# Task goal:
Quote the records below in full, exactly as given, with the images taken out.

# Provided records:
········

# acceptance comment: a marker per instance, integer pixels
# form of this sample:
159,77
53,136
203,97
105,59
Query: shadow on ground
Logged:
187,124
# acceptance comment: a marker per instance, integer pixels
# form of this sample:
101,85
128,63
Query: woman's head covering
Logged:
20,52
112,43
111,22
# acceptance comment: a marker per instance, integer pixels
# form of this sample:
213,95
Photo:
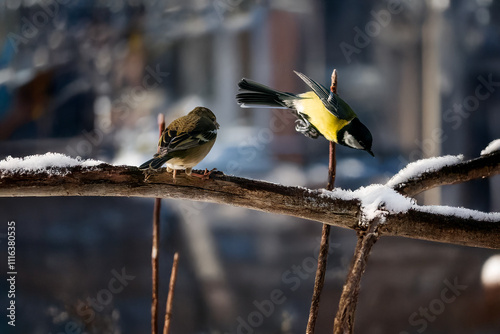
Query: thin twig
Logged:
319,280
154,251
344,320
170,298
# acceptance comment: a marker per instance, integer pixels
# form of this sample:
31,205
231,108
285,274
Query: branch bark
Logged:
344,320
319,279
125,181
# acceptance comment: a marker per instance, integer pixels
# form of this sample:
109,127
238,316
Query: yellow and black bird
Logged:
319,111
185,142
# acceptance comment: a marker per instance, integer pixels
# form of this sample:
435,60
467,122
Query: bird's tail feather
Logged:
154,163
258,95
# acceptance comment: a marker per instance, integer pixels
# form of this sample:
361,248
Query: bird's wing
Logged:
330,101
182,141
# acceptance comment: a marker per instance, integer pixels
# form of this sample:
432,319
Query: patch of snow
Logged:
378,200
492,147
43,163
490,274
459,212
417,168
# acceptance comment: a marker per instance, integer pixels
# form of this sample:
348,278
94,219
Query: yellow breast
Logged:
326,123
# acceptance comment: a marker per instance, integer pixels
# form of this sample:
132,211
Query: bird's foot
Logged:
205,175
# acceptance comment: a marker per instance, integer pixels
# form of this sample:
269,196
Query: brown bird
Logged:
185,142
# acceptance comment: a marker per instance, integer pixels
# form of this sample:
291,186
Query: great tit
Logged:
319,111
185,142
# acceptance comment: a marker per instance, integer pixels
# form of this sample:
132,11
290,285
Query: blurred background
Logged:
88,78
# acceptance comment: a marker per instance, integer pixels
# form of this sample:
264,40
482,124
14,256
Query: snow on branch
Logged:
429,173
400,216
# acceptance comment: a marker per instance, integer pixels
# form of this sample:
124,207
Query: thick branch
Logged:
484,166
106,180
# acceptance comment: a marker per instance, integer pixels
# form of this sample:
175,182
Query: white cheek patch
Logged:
351,141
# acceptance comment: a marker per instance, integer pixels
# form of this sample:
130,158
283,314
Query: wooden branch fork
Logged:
337,208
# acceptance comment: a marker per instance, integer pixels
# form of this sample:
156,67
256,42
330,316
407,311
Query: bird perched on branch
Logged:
319,111
185,142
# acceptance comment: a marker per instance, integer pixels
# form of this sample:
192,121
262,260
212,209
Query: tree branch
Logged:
484,166
344,320
107,180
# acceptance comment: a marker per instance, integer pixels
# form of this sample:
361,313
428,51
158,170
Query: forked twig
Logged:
344,320
319,280
170,298
154,251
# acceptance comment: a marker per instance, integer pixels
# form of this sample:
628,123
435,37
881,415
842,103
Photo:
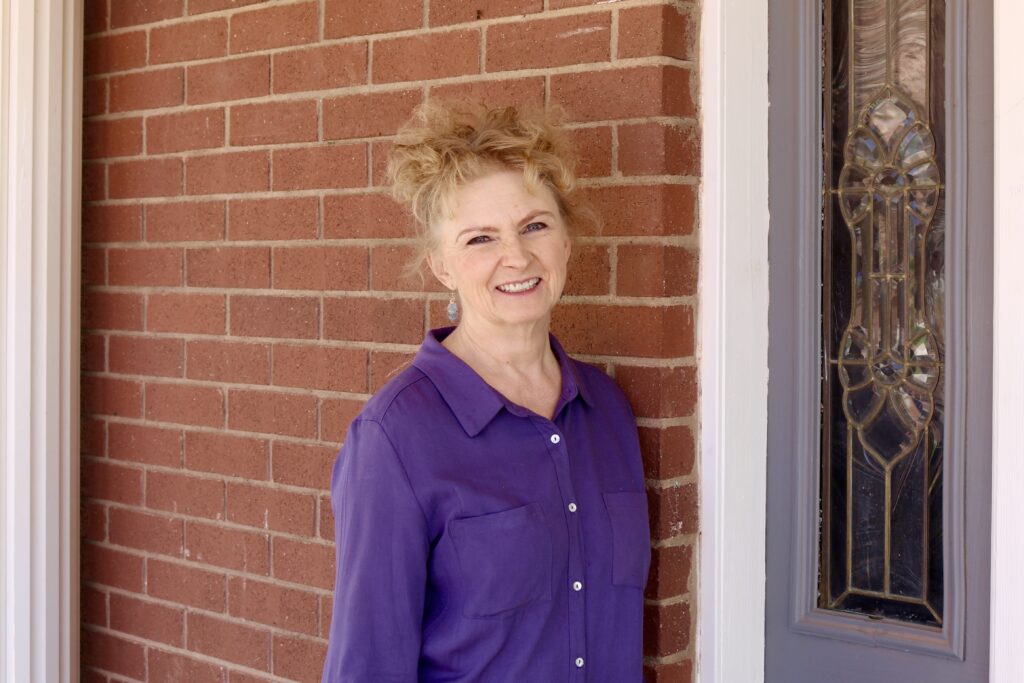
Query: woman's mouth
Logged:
520,287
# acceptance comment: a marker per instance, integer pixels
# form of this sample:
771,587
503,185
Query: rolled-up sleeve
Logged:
382,553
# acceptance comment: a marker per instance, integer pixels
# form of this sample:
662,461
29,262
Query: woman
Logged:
489,507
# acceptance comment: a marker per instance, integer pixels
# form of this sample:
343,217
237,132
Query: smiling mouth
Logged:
518,288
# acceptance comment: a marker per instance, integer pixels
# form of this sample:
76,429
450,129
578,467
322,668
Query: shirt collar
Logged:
474,401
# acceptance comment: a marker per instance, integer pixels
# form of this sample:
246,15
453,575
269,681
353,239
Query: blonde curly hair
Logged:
445,145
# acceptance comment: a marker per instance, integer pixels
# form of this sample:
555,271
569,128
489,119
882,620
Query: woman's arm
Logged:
382,550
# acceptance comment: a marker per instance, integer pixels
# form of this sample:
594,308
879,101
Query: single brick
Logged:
285,218
230,79
286,317
113,137
145,267
626,93
147,90
427,56
111,481
323,68
105,395
108,566
230,172
104,54
185,585
656,31
259,601
297,658
222,454
644,210
321,167
274,27
272,413
228,266
148,532
229,641
173,667
119,222
112,653
146,177
365,318
154,356
228,361
495,92
146,620
656,270
184,494
553,42
375,215
145,444
303,562
188,312
369,115
654,148
131,12
190,40
444,12
321,268
229,548
316,367
184,403
273,123
184,221
659,392
302,465
344,17
195,129
271,509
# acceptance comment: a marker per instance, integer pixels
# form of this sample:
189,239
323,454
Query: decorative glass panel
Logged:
883,322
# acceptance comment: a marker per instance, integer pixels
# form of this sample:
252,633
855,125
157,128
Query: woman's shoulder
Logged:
408,390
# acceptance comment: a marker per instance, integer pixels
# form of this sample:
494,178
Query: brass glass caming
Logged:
883,322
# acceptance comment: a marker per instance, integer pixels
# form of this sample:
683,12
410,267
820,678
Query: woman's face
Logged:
504,249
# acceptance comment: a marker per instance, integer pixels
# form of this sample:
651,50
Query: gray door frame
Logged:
794,394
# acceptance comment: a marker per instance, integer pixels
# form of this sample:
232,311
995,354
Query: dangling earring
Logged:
453,308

········

# Full solution:
# acceptance comment: a marker per instance, integer pixels
# form of this sample:
159,77
53,136
203,97
105,59
Query: shadow on ground
Logged:
187,124
# acceptance comment: a marker per instance, integer pixels
# form of this sample:
101,85
128,63
Query: woman's head covering
Logged:
20,52
112,43
111,22
# acceptance comment: a marker per instance, integer pixels
# form of this sample:
213,95
Photo:
Query: thin twig
Logged:
319,280
154,251
344,320
170,298
# acceptance comment: a marker per instance, integer pixels
# form of this sample:
31,205
231,108
285,274
Query: branch bark
Logged:
344,320
319,279
125,181
# acceptance comment: a marker per instance, integer pixels
# form of this sample:
109,127
238,316
Query: yellow and black bird
Logged:
319,111
185,142
# acceptance comment: a marker per instance, integer pixels
# form of this sample:
435,60
467,122
Query: bird's tail feather
Logged:
154,163
258,95
# acceptance comment: a marker per instance, integer pixels
# form of this sample:
361,248
Query: bird's wing
Logged:
330,101
182,141
# acceptance comment: a marker per instance, integer pixels
# form of this sample:
432,319
Query: patch of snow
Logged:
378,200
492,147
43,163
490,274
459,212
417,168
# acceptance comment: a marker per instance, integer pixels
# form of this sample:
348,278
94,219
Query: yellow breast
Logged:
326,123
# acceptance comment: a marker per instance, integer pixels
# form of this sample:
132,211
Query: bird's foot
Logged:
205,175
# acceptance comment: a marker per instance, integer pixels
# form of this sample:
269,196
Query: brown bird
Logged:
185,142
# acceptance comment: a marker per instance, integer pixels
# form of this sample:
291,186
Query: great tit
Logged:
319,111
185,142
# acceptance comment: a marker per instance, integer pixels
# form of this sample:
132,11
290,285
Query: blurred background
Logged:
88,78
# acceptance comment: a marker per instance, integer pixels
# form of this sample:
264,40
482,124
14,256
Query: snow on branch
Logged:
429,173
400,216
# acceptance comment: a marker per instance, integer pixels
# form of this sample:
124,207
Query: thick branch
Logged:
484,166
106,180
# acceptance comment: a marker per instance, integer pixels
# form of this sample:
175,182
Query: white cheek patch
Logged:
351,141
# acceptance comment: a marker per instance, integer pixels
# form of this sample:
130,158
283,314
Query: wooden branch fork
Logged:
337,208
# acceptance comment: a marker per instance, integer pixels
# form of this sample:
156,67
256,42
330,316
407,311
Query: bird perched on branch
Logged:
319,111
185,142
# acceptance comment: a marker per instance, integer pixels
# form of this sample:
192,121
262,260
212,209
Query: tree branch
Logged:
484,166
344,320
107,180
# acceptance comment: a marker per instance, integer pixels
# form of this sample:
361,313
428,51
158,170
Query: forked twig
Logged:
344,320
319,280
170,298
154,251
# acceptance comment: a marker per instance, integer pixels
# form of this sample:
628,123
435,37
881,415
842,103
Photo:
Query: woman's mouth
Logged:
520,287
# acceptance comment: a marker per instance, integer pixels
# form of this sample:
771,587
503,185
Query: rolled-up sleeve
Logged:
382,553
# acceptance comment: a marker per instance, integer pixels
# form of this sample:
662,461
29,262
Query: woman
Logged:
489,507
# acceptance comment: a marker per instance, integer pixels
# form of this sample:
343,217
237,132
Query: smiling mouth
Logged:
518,288
# acceptance comment: a marker per instance, integer pixels
# form of this sample:
76,429
450,129
578,467
322,668
Query: shirt collar
Logged:
474,401
# acceptance comment: a marker per instance, integer pixels
# form of this sample:
246,15
453,575
269,681
353,239
Query: blonde curly hair
Logged:
445,145
# acceptance comment: a marker per instance, integer pixels
# form of this sample:
555,271
569,128
489,119
882,620
Query: woman's arm
Logged:
382,550
# acceptance comment: a marker per instance, integer pixels
# form of this sample:
594,308
879,101
Query: single brick
Logged:
285,218
230,79
286,317
113,137
145,267
626,93
147,90
427,56
111,481
323,68
105,395
108,566
230,172
104,54
185,585
656,31
259,601
297,658
222,454
644,210
321,167
274,27
272,413
228,266
148,532
229,641
173,667
119,222
112,653
146,177
365,318
154,356
228,361
495,92
146,620
656,270
184,494
553,42
375,215
145,444
303,562
188,312
369,115
654,148
131,12
190,40
444,12
321,268
229,548
316,367
184,403
273,123
184,221
659,392
302,465
344,17
195,129
271,509
# acceptance comment: a marker per instance, integer pixels
# form of this sample:
189,239
323,454
Query: decorative glass panel
Logged:
883,322
# acceptance comment: a marker per instance, integer pixels
# form of this sample:
252,633
855,125
157,128
Query: woman's shoulder
Logged:
408,390
# acceptance comment: a marker per instance, integer pixels
# form of this sample:
494,178
Query: brass glass caming
Logged:
883,322
# acceptance comment: a marker per instance, integer pixels
# form of this sample:
683,12
410,267
820,678
Query: woman's face
Logged:
504,249
# acceptance comment: a marker per instance, integer pixels
# form of this sample:
651,50
Query: gray door frame
Logged:
794,394
# acceptance comment: a marker per instance, integer pixels
# form of this sample:
232,311
995,354
Query: dangling earring
Logged:
453,308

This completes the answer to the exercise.